Lines before the one containing "Exercise. Mark the sky" are excluded; retype that line and all remaining lines of the material exactly.

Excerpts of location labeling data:
------------

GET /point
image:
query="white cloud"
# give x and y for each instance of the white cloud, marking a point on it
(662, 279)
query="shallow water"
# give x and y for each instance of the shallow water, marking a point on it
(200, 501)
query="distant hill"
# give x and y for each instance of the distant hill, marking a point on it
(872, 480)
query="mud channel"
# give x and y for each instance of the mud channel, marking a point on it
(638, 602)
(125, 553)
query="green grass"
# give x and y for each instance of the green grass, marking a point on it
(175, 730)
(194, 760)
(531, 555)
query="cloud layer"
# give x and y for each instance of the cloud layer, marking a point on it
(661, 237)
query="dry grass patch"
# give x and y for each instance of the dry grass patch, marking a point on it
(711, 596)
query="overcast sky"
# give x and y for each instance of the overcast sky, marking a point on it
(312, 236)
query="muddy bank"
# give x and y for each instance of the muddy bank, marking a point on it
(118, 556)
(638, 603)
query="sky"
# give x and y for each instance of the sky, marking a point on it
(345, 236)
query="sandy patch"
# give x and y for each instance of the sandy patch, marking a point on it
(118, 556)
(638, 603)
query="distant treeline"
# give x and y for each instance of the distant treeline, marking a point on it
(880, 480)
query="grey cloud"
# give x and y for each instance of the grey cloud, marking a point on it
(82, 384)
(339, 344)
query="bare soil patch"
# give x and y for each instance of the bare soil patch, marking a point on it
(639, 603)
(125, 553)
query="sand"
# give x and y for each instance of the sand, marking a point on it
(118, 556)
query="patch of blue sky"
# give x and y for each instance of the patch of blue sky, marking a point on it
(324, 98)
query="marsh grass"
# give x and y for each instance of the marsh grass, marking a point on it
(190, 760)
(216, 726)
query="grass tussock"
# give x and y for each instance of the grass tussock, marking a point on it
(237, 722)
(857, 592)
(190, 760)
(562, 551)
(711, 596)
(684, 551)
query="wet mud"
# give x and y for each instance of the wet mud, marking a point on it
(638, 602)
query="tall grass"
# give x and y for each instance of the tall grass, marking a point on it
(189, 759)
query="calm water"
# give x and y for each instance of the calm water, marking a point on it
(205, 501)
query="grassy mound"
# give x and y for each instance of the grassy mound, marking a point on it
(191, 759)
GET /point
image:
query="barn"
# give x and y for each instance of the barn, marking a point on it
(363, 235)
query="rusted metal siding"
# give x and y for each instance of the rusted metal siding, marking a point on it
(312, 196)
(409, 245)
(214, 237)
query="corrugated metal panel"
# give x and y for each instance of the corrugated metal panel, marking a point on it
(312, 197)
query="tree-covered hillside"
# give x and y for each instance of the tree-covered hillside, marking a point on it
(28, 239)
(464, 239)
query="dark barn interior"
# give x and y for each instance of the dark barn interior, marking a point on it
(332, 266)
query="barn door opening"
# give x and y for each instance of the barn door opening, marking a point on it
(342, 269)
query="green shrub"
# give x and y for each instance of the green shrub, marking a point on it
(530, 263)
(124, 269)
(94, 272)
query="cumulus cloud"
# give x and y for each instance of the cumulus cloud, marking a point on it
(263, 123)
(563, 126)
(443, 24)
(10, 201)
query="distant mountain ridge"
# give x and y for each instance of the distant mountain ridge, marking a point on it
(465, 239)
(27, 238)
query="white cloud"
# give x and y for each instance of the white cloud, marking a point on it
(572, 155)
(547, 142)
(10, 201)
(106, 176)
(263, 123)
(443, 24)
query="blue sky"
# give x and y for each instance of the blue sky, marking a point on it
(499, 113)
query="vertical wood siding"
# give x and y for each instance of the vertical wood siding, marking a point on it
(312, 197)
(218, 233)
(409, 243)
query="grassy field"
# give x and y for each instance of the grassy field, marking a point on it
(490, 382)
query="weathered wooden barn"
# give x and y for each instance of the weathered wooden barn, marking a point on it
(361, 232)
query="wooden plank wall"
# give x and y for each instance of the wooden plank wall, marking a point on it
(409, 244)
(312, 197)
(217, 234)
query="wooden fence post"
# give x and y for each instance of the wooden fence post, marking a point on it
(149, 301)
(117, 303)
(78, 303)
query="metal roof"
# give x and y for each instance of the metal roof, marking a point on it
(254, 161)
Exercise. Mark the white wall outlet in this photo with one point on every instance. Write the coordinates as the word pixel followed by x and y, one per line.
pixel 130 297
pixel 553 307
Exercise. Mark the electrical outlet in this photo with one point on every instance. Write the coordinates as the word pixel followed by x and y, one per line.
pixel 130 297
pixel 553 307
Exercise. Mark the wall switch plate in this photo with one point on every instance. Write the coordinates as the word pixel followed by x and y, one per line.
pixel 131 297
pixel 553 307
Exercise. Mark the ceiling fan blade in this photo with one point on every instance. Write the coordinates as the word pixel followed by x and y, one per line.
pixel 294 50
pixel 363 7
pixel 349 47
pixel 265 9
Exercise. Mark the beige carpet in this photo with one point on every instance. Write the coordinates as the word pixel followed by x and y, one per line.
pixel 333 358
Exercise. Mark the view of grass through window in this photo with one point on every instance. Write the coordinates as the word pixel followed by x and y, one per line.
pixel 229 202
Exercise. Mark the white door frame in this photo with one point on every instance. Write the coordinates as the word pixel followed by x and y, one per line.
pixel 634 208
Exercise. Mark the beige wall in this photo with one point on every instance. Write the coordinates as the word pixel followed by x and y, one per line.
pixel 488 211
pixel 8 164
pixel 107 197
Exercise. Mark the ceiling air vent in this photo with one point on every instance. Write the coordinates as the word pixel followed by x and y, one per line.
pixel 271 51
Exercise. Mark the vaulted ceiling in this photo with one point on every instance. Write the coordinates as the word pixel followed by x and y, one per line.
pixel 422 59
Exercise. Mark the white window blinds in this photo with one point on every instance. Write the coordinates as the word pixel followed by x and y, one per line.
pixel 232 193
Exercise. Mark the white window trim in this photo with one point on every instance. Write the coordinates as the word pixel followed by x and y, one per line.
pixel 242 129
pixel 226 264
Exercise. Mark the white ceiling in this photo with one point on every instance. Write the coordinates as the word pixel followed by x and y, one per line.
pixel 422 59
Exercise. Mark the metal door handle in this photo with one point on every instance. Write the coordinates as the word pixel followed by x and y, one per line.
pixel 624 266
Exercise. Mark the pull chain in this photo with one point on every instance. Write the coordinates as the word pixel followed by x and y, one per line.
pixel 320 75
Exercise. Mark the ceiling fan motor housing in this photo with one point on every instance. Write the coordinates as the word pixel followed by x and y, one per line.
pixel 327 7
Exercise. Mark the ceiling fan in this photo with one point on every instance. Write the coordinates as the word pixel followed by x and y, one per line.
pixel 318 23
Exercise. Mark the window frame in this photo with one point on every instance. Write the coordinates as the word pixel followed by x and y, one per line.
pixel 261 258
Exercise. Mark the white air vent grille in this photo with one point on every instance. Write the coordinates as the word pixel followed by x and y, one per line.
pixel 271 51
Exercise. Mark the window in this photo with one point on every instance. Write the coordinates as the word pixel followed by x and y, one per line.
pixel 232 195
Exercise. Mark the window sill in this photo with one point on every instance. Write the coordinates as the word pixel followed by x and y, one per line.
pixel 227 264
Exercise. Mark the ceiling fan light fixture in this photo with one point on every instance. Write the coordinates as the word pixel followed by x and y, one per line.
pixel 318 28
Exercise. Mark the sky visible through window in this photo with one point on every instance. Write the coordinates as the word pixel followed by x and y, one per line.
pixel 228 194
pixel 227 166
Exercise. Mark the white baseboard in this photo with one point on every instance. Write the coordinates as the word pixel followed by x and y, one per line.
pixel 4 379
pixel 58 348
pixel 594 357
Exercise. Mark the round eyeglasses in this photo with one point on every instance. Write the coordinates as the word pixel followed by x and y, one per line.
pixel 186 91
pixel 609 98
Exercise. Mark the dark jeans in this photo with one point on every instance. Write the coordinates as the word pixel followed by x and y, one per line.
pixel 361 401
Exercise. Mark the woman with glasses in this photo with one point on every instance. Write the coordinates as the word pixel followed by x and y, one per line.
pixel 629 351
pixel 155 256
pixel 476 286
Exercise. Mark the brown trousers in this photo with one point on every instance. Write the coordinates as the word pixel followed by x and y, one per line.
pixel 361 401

------------

> **Task response**:
Exercise. Mark the sky visible through window in this photo with one point on every instance. Write the coordinates as the word pixel followed by x and y, one per line.
pixel 228 194
pixel 227 166
Exercise. Mark the white baseboard in this photo with one point on every instance. Write the coordinates as the word pixel followed by x and y, one per line.
pixel 4 379
pixel 58 348
pixel 594 357
Exercise. Mark the round eyeglasses in this photo with one point on every instance. Write the coordinates as the word pixel followed by x and y, one per line.
pixel 186 91
pixel 609 98
Exercise. Mark the dark jeans in this photo with one point on every instance. Write the coordinates as the word pixel followed by x and y, one per line.
pixel 361 401
Exercise. Mark the woman with glasses in this photo with one point on every instance. Write the coordinates as the word pixel followed by x and y, one per line.
pixel 629 351
pixel 155 256
pixel 476 286
Exercise. Mark the brown trousers in this photo with one point on every instance. Write the coordinates as the word pixel followed by x and y, one per line.
pixel 361 401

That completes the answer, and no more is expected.